Passage given =>
####

The link between violence and mental health | The Daily Star
12:00 AM, August 02, 2019 / LAST MODIFIED: 05:34 PM, August 03, 2019

Child Rights

The link between violence and mental health

 

 

Ismail* is about 16 years old, and lives in Korail bosti with his mother. He comes over once a week to help me clean my house. He has meticulous knowledge of cleaning hacks, and does not miss any spots. The rest of the week he works as a professional cleaner at a cushy social club close to his home—or at least, he used to, until recently, when he lost his job unceremoniously. 

The reason? The manager kept asking him to hand over the tips he received from satisfied customers, and he refused to. He complained to his supervisor, who tried to resolve the issue by assigning Ismail to the night shift, one that ends at 3 am, and one that would force the teenager to walk back home alone through a treacherous city in the dead of the night. This is the second full-time cleaning job he has lost in less than six months, both due to unfair reasons. In the first job he lost, the company still owes him two months of wages.

####

Actions to take =>
[1] Answer these questions from the passage.
(a) About how old is Ismail?
(b) How often does he come to help clean the house?
(c) How many months of wages does the company from his first lost job still owe him?
[2] In the rows, swap "target" for "object" in the lines from the one holding "Query: book on shelf" through the end of the rows, inclusive. Write out only those lines, with nothing else changed.
The rows that come next bear no relation to the passage.

Rows excerpted from a collection:
####

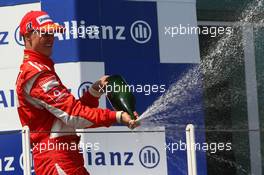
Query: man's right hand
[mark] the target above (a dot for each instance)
(126, 120)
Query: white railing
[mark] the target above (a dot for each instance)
(26, 150)
(191, 154)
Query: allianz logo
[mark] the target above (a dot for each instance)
(148, 157)
(139, 31)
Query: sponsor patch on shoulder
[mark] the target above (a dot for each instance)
(49, 83)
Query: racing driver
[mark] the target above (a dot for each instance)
(49, 109)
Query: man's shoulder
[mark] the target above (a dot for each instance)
(34, 66)
(30, 68)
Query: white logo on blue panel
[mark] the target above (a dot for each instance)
(140, 31)
(83, 88)
(149, 157)
(18, 38)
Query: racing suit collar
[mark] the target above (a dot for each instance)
(30, 55)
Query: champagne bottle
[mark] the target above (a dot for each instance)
(119, 95)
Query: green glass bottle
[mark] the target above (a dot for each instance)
(119, 95)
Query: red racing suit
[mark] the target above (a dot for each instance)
(46, 105)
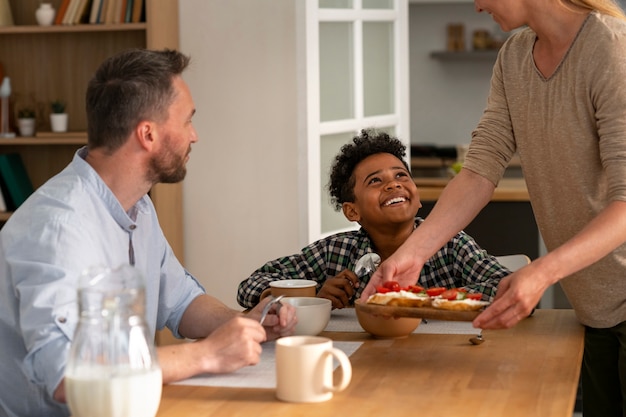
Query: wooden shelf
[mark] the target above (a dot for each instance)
(487, 55)
(34, 29)
(47, 138)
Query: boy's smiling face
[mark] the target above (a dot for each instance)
(384, 193)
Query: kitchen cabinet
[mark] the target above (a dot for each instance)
(50, 62)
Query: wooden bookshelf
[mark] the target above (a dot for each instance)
(50, 62)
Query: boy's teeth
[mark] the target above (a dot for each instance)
(395, 200)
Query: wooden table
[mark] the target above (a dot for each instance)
(529, 370)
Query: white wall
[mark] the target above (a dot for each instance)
(240, 202)
(447, 98)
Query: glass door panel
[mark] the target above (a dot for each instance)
(336, 4)
(336, 71)
(378, 68)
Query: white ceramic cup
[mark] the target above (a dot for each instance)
(304, 369)
(291, 288)
(313, 314)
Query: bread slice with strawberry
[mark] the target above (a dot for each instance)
(391, 294)
(458, 299)
(455, 299)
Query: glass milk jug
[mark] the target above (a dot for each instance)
(112, 370)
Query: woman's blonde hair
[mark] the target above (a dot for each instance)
(608, 7)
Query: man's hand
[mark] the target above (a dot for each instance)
(517, 295)
(340, 289)
(276, 325)
(235, 344)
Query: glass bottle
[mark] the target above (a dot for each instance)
(112, 369)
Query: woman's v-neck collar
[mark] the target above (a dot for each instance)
(564, 58)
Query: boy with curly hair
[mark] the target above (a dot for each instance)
(372, 184)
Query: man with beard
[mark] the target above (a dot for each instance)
(97, 212)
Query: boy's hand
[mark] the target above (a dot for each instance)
(340, 289)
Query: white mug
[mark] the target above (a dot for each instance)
(304, 369)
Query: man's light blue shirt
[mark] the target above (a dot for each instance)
(71, 223)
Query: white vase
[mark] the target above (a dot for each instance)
(26, 126)
(45, 14)
(58, 122)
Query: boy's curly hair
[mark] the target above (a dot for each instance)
(369, 142)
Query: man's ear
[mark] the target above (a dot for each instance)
(145, 134)
(351, 212)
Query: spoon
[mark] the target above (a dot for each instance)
(366, 264)
(267, 307)
(478, 339)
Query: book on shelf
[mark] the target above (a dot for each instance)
(82, 13)
(72, 9)
(110, 15)
(14, 180)
(96, 8)
(3, 204)
(57, 135)
(138, 12)
(61, 12)
(128, 13)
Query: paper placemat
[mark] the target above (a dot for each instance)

####

Solutions to the tasks =>
[1]
(a) About 16 years old.
(b) Once a week.
(c) Two months.

[2]
Query: book on shelf
[mark] the object above (a dot for each instance)
(82, 13)
(72, 9)
(110, 15)
(14, 180)
(96, 8)
(3, 204)
(57, 135)
(138, 12)
(61, 12)
(128, 13)
Query: paper placemat
[mark] the object above (a dot for each instance)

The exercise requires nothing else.